== Task goal ==
Among the records below, find the line that has "[pin] waterfront building -- one per line"; from there, give the lines again exactly, and stop after the line that has "[pin] city skyline -- one per line".

*** Begin section ***

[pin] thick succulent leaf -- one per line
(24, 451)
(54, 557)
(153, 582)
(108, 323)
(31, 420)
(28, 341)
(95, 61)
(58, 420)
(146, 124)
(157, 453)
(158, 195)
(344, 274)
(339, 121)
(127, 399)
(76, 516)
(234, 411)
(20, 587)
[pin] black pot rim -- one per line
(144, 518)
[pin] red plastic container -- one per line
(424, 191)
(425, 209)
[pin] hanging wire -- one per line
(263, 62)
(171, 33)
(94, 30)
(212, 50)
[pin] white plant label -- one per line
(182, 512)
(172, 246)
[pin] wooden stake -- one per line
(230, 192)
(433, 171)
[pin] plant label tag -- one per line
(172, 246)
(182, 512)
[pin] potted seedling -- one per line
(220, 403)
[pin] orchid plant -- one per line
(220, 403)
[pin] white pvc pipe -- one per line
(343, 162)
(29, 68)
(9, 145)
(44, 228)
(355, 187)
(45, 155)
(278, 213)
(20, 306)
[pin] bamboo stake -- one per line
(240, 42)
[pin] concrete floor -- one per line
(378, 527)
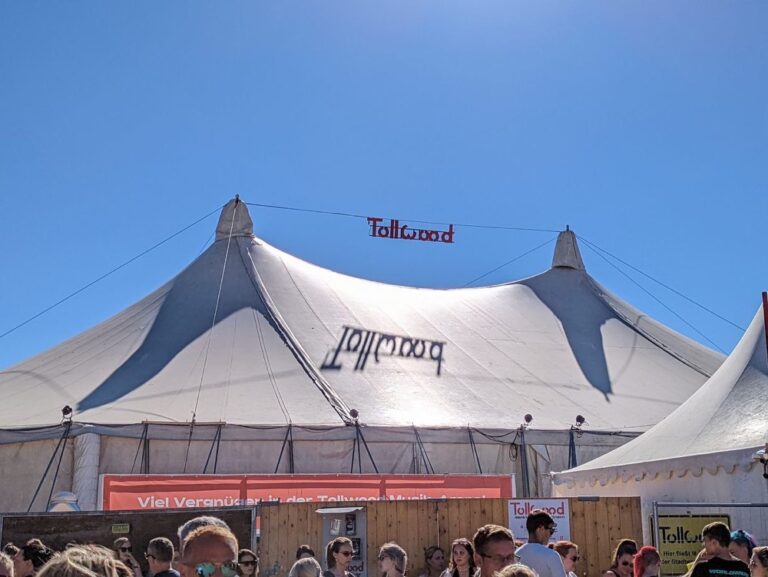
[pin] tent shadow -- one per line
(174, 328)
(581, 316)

*** End section ***
*** Begin section ***

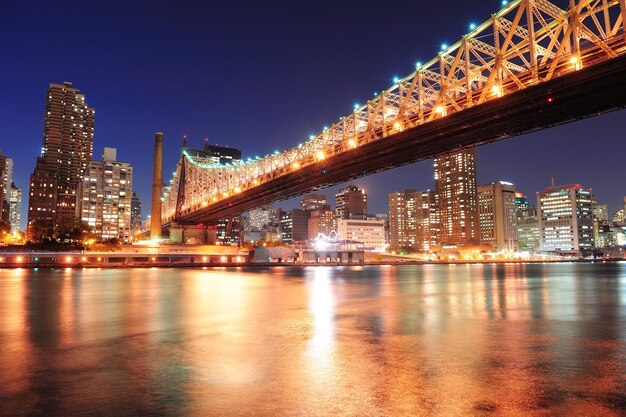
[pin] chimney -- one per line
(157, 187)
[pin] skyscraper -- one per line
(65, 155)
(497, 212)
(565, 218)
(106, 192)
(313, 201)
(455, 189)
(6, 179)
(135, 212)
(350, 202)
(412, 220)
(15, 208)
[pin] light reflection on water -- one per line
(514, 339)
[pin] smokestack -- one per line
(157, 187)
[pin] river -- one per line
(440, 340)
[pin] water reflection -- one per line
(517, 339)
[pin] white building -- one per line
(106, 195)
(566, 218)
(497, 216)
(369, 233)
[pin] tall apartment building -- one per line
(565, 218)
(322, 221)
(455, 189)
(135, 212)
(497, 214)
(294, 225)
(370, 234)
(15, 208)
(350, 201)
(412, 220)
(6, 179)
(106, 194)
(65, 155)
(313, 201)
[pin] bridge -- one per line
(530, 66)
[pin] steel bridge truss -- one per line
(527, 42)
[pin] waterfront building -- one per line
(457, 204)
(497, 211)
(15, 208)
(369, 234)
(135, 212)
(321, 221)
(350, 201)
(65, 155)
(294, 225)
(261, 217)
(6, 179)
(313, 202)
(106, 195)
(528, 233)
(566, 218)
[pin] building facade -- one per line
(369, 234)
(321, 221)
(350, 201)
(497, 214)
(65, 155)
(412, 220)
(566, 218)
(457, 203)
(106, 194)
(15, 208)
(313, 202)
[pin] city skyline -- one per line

*** End section ***

== Answer for this exercise ==
[pin] waterfront building -- one per line
(457, 204)
(497, 211)
(15, 208)
(369, 234)
(135, 212)
(321, 221)
(350, 201)
(65, 155)
(294, 225)
(261, 217)
(6, 179)
(313, 202)
(106, 195)
(528, 233)
(566, 218)
[pin] building facade -- one per line
(369, 234)
(321, 221)
(350, 201)
(497, 214)
(65, 155)
(412, 220)
(566, 218)
(457, 203)
(106, 194)
(15, 208)
(313, 202)
[pin] city skyline -- one per line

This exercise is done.